» WHAT THIS TASK INVOLVES
Search the entries below for the word "neighboring", then copy each line in which it is found.
---*---
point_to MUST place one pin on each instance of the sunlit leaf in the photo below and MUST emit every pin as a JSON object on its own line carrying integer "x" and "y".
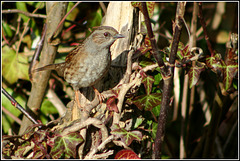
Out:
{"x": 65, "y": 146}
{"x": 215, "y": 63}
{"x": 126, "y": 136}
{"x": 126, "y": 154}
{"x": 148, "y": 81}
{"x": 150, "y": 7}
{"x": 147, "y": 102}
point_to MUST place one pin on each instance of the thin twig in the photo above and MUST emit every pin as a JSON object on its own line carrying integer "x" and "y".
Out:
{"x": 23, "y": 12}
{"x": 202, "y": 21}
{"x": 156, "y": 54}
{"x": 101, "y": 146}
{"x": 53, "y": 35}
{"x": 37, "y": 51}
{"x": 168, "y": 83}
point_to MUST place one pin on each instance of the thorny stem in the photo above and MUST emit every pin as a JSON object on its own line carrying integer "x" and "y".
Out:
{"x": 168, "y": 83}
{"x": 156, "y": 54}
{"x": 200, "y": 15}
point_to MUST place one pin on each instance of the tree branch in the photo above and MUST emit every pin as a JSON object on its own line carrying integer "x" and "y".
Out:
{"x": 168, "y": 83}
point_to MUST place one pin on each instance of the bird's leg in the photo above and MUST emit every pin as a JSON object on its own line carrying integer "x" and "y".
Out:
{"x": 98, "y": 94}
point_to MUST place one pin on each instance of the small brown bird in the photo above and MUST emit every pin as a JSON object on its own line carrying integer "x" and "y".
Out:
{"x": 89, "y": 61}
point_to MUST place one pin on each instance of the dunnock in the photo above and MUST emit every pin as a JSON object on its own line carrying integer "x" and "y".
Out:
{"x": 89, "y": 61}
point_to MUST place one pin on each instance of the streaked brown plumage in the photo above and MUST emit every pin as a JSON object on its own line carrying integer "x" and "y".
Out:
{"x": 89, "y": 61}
---*---
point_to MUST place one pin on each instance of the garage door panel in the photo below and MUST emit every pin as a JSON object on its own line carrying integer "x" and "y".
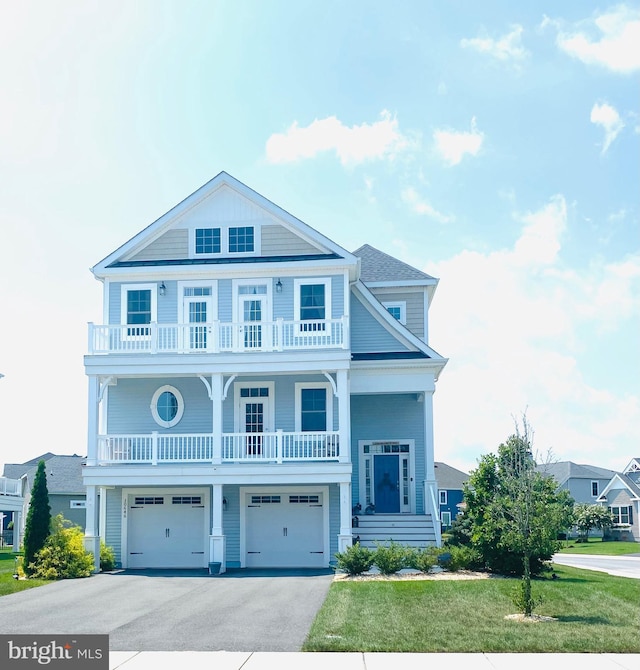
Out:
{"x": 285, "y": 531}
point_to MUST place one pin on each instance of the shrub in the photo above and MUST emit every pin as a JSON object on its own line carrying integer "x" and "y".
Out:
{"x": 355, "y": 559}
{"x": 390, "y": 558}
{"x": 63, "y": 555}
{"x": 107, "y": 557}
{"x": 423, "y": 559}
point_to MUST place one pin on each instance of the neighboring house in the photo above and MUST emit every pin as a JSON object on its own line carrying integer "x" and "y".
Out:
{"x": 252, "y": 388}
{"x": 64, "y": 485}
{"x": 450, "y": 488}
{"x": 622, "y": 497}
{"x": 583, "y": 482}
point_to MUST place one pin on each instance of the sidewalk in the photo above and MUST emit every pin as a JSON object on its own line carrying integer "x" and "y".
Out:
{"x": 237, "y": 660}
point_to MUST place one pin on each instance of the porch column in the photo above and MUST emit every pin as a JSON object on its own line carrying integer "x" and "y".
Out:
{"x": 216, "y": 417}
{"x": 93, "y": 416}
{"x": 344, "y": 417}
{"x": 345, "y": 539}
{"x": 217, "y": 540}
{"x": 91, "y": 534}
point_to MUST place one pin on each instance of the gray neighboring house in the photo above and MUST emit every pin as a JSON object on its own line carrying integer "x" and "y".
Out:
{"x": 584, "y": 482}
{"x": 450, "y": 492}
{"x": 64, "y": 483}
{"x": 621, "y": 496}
---*---
» TASK OUTPUT
point_to MUST place one pin on each instance of the neighboring house in the photo above and MUST emit every pin as a JSON object on its own line carrying integer "x" and "y".
point_to MUST place one pin on each instance of the gray neighboring house in the photo above and MUST emit every pin as a JSON object on its own line carrying integer "x" and "y".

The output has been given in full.